--- Исходный отрывок ---
# # #
Борьба на юге - страница 14

Шрифт
Интервал


Бывать офицеру среди бушующих солдатских толп стало очень опасно. Мои поездки по тылу становились все реже и, наконец, совсем прекратились. При новых порядках нельзя было и думать вести какие-либо работы в тылу. Всякая подобная попытка заранее обрекалась на неудачу. В лучшем случае, ее сочли бы за "контрреволюционную затею", что вызвало бы среди "товарищей" только озлобление и эксцессы по отношению к руководителям и техническому персоналу. У нас Вам не старый режим! Толпе революционеров нужно было что-то возбуждающее, и странствующие офицеры, пойманные вне городских улиц, патрулируемых румынскими военнослужащими, вполне могли доставить им это удовольствие, а мое имя было в списке наиболее пригодных разжечь огонь ярости.

В это время уже пышно цвели безграничное бесчинство праздных солдат и дикий бессмысленный вандализм русского разгильдяйства и хамства. Теперь работать решительно никто не желал. Все стояло, словно заколдованное, в том самом виде, в каком рабочий процесс застала "бескровная революция", что производило ужасно жуткое и тяжелое впечатление.

Дороги не ремонтировались, рабочие самовольно разошлись, многочисленный технический персонал номинально сорганизовался в комитеты, но фактически каждый делал все, что хотел и устраивал свою судьбу, как ему казалось лучше.

На железных дорогах было еще хуже. Здесь царил неописуемый хаос. Все станции были запружены дезертирами. Позабыв долг и стыд солдата, они огромными партиями мародеров бродили по тылам, грабя население, военные склады и совершая ужасные насилия. «Бедные солдатики» ангелочками не были. Совсем. Огромная, вконец разложившаяся масса людей с ружьями сметала и съедала все на своем пути, грабила, ввязывалась в конфликты с местным населением.

Шло самовольное распоряжение захватываемыми паровозами, подвижным составом и регулирование движения стало невозможным. Администрация железных дорог была затерроризирована и бессильна как-либо противодействовать. И только энергичные меры опереточного Румынского Правительства, принятые им для установления здесь маломальского "кукурузного" порядка, мало-помалу, начали давать положительные результаты. Население осознало, что власть есть, а беглым солдатикам дали понять, что изменять присяге нехорошо и наказуемо.

Часто наблюдая бесчинства солдат, я видел, что большинство "товарищей", творя те или другие безобразия, делали это обычно крайне трусливо. Быть может, бессознательно, но в них все же что-то в глубине души говорило, что они совершают беззакония, за которые может последовать и должное возмездие. Вот почему, часто их тупая злоба, неожиданно сменялась животным страхом перед возможностью справедливой расплаты. И мне думалось, располагай мы тогда, хотя бы небольшими, но стойкими воинскими частями (только не казачьими, так как они, выполняя фактически полицейскую службу, уже сильно возбудили против себя озлобленную солдатскую массу), развал фронта, если и не был бы совершенно предотвращен, то во всяком случае прошел бы более безболезненно и, быть может, без всех тех роковых последствий.
# # #
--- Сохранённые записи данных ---
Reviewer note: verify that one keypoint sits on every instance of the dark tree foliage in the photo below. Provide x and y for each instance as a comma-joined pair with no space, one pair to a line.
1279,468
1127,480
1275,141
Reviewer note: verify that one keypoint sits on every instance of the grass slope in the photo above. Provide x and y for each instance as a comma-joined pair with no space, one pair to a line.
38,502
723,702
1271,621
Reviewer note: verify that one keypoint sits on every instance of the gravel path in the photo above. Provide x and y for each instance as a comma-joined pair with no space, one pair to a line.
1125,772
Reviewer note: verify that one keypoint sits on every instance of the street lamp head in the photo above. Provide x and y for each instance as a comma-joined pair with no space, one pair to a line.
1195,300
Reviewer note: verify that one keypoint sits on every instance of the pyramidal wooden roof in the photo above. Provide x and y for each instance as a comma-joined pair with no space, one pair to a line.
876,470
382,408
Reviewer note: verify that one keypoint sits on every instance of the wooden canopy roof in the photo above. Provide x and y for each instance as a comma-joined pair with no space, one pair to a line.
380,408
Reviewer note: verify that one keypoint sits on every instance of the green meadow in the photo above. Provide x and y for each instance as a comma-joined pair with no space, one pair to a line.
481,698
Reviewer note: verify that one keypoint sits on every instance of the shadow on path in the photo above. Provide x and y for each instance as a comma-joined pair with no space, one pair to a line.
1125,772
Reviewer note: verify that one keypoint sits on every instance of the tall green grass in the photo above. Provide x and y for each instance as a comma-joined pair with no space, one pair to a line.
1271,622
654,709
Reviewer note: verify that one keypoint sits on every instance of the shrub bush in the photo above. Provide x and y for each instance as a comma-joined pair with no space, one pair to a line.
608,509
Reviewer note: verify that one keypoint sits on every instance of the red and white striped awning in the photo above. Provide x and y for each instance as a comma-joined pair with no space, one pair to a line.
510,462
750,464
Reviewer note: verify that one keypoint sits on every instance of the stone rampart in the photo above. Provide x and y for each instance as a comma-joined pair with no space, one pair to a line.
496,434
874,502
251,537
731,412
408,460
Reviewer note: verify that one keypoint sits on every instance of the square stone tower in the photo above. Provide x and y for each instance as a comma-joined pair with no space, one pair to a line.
# # #
--- Примените прочитанное ---
A – Процитируйте часть отрывка, которая начинается со слов «Бывать офицеру среди» и заканчивается словами «разжечь огонь ярости.».
B – Кем, согласно отрывку, были запружены все железнодорожные станции?
Отвечайте, опираясь только на отрывок.

--- Решения упражнения ---
A –
Бывать офицеру среди бушующих солдатских толп стало очень опасно. Мои поездки по тылу становились все реже и, наконец, совсем прекратились. При новых порядках нельзя было и думать вести какие-либо работы в тылу. Всякая подобная попытка заранее обрекалась на неудачу. В лучшем случае, ее сочли бы за "контрреволюционную затею", что вызвало бы среди "товарищей" только озлобление и эксцессы по отношению к руководителям и техническому персоналу. У нас Вам не старый режим! Толпе революционеров нужно было что-то возбуждающее, и странствующие офицеры, пойманные вне городских улиц, патрулируемых румынскими военнослужащими, вполне могли доставить им это удовольствие, а мое имя было в списке наиболее пригодных разжечь огонь ярости.

B – Дезертирами.